Transcribe only the lines in the data below falling between the line with "tower</item>, it would be much appreciated." and the line with "Please trace the outline of every instance of the rounded", including those two lines, and leave out any picture.

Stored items
━━━━

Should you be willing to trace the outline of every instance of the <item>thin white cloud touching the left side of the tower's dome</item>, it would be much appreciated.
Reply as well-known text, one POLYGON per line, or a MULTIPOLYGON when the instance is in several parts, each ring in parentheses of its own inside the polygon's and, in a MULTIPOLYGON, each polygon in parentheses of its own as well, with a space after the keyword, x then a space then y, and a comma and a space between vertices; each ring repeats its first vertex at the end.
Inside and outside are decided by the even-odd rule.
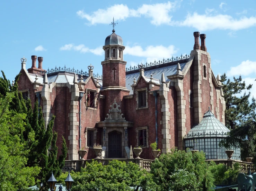
POLYGON ((95 49, 89 49, 84 44, 79 44, 77 46, 75 46, 74 44, 65 44, 64 46, 62 46, 60 48, 60 50, 74 50, 74 51, 79 51, 81 53, 91 52, 91 53, 93 53, 95 55, 99 55, 99 56, 104 54, 104 50, 102 49, 102 47, 97 47, 95 49))

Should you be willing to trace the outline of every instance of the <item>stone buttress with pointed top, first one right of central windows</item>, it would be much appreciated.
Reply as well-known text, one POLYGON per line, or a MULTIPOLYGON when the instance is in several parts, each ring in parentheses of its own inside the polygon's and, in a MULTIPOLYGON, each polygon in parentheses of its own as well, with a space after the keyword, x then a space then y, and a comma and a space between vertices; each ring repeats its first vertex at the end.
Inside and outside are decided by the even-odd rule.
MULTIPOLYGON (((159 88, 159 95, 161 99, 161 112, 162 112, 162 120, 160 124, 162 125, 162 153, 167 153, 168 149, 170 149, 170 112, 169 112, 169 101, 168 101, 168 92, 169 92, 169 83, 165 82, 164 73, 162 73, 161 77, 161 85, 159 88)), ((157 132, 156 132, 157 133, 157 132)))

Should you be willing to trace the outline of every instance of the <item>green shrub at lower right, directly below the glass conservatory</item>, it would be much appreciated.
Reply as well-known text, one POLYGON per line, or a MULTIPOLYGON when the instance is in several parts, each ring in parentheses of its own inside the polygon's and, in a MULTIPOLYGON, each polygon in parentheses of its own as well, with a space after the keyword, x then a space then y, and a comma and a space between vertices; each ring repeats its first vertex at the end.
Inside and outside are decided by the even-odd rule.
POLYGON ((217 165, 214 161, 211 161, 209 164, 209 169, 213 174, 215 185, 237 184, 237 175, 240 171, 239 163, 235 163, 231 169, 225 164, 217 165))

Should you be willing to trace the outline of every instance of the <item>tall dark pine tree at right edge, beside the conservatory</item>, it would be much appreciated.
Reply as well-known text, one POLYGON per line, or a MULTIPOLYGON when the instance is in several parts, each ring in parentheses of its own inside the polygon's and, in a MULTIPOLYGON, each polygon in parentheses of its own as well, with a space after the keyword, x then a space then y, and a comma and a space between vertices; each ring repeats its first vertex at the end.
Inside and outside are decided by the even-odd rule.
POLYGON ((221 145, 226 148, 235 147, 240 143, 241 159, 255 155, 254 153, 254 137, 256 129, 253 128, 255 122, 256 103, 253 98, 249 102, 250 90, 252 85, 245 85, 241 76, 239 78, 233 77, 233 81, 227 79, 224 73, 221 76, 223 84, 223 94, 226 101, 225 110, 225 124, 231 131, 226 140, 221 141, 221 145), (244 93, 243 93, 244 92, 244 93), (241 94, 240 97, 237 94, 241 94))

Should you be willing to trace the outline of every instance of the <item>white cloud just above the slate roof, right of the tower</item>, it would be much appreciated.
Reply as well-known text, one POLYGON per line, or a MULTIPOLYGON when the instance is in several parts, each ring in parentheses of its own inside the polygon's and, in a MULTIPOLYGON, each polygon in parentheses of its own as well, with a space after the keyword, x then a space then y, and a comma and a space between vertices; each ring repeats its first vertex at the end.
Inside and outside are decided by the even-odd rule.
POLYGON ((147 62, 152 62, 153 60, 162 60, 163 58, 171 58, 177 53, 177 49, 170 45, 168 47, 160 46, 148 46, 144 50, 141 46, 126 46, 124 54, 129 54, 137 57, 147 58, 147 62))

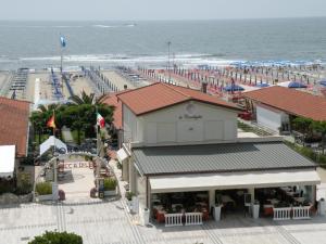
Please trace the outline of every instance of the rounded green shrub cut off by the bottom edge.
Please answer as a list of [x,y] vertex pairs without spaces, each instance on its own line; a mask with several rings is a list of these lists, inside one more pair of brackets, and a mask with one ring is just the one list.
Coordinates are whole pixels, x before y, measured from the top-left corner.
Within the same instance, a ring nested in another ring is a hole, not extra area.
[[67,232],[51,232],[35,236],[28,244],[83,244],[82,236]]

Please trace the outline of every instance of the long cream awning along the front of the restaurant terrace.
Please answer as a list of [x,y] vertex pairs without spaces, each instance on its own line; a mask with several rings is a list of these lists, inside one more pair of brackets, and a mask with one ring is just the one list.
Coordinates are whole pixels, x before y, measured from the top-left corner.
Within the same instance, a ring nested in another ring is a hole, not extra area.
[[151,193],[205,191],[210,189],[314,185],[321,179],[314,169],[150,177]]

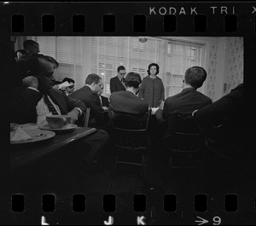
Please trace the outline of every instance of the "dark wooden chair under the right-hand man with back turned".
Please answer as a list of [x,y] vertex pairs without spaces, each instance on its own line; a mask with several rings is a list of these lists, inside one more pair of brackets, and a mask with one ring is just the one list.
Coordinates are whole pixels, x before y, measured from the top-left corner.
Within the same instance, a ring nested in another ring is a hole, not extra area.
[[[197,169],[200,178],[203,177],[204,139],[199,126],[192,117],[171,113],[167,119],[167,135],[164,138],[165,150],[168,155],[166,183],[172,169]],[[178,161],[179,160],[179,161]]]

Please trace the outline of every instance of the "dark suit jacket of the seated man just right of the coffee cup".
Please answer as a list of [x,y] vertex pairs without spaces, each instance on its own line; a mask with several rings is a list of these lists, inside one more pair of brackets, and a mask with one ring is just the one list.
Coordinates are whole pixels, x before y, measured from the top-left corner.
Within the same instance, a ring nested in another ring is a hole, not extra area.
[[90,107],[90,127],[103,128],[107,124],[108,115],[106,116],[102,109],[99,96],[90,90],[90,87],[84,85],[81,89],[74,91],[71,97],[83,101],[86,107]]

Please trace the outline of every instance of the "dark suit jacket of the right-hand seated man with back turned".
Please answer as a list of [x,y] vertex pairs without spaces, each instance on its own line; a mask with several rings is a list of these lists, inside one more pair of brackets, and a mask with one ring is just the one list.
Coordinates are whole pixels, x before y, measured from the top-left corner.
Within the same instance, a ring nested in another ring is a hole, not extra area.
[[194,88],[186,88],[177,95],[166,98],[163,118],[166,120],[169,114],[173,112],[189,114],[191,116],[191,113],[196,109],[211,103],[212,100],[201,92],[196,91]]

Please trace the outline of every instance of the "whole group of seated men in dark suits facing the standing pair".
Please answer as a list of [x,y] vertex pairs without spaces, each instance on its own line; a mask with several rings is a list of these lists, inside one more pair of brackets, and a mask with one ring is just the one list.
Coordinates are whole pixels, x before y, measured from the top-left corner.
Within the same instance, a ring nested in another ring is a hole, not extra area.
[[[44,124],[46,115],[50,114],[49,102],[55,107],[58,114],[71,116],[72,122],[83,119],[86,107],[90,107],[90,127],[97,128],[97,132],[79,142],[80,149],[86,149],[84,160],[89,164],[96,159],[108,142],[108,113],[102,108],[101,96],[103,90],[102,78],[91,73],[85,79],[84,86],[74,91],[70,96],[64,95],[61,90],[53,89],[54,72],[58,67],[52,57],[46,55],[29,55],[20,61],[21,67],[18,78],[22,79],[22,85],[11,92],[10,121],[18,124],[38,123]],[[212,100],[196,91],[207,78],[207,72],[202,67],[190,67],[183,76],[183,90],[166,98],[163,109],[157,109],[156,119],[160,124],[166,124],[168,115],[172,112],[193,115],[201,123],[213,119],[219,119],[222,114],[230,113],[230,106],[241,107],[243,98],[243,86],[238,87],[239,94],[233,99],[230,93],[230,101],[220,100],[212,104]],[[131,113],[134,116],[142,116],[148,112],[148,104],[137,96],[142,84],[142,78],[137,72],[129,72],[125,77],[126,90],[113,92],[109,98],[109,107],[120,113]],[[235,92],[237,93],[237,91]],[[224,96],[225,97],[225,96]],[[234,104],[233,102],[238,103]],[[226,107],[226,108],[225,108]],[[228,110],[227,110],[228,109]],[[140,118],[142,119],[142,118]],[[81,145],[82,143],[82,145]]]

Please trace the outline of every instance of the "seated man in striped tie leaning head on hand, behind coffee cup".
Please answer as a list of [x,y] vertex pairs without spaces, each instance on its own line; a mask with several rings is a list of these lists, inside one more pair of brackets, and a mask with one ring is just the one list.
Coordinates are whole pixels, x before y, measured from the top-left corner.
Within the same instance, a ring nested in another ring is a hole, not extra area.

━━━━

### Answer box
Should you be willing to trace the outline of every instance of the <item>white cloud just above the slate roof, right of the tower</item>, it would be much appreciated.
Reply as well-known text, one POLYGON per line, or a MULTIPOLYGON when the instance is in several parts, each ring in parentheses of its own inside the polygon's and, in a MULTIPOLYGON, each polygon in parentheses of its own as well, with a space after the keyword, x then a space then y, and a comma and a space between vertices; each ring repeats its first vertex at the end.
Inside and outside are decided by the even-odd rule.
POLYGON ((147 62, 152 62, 153 60, 162 60, 163 58, 171 58, 177 53, 177 49, 170 45, 168 47, 160 46, 148 46, 144 50, 141 46, 126 46, 124 54, 129 54, 137 57, 147 58, 147 62))

Please trace the outline of every instance of the rounded green shrub cut off by the bottom edge.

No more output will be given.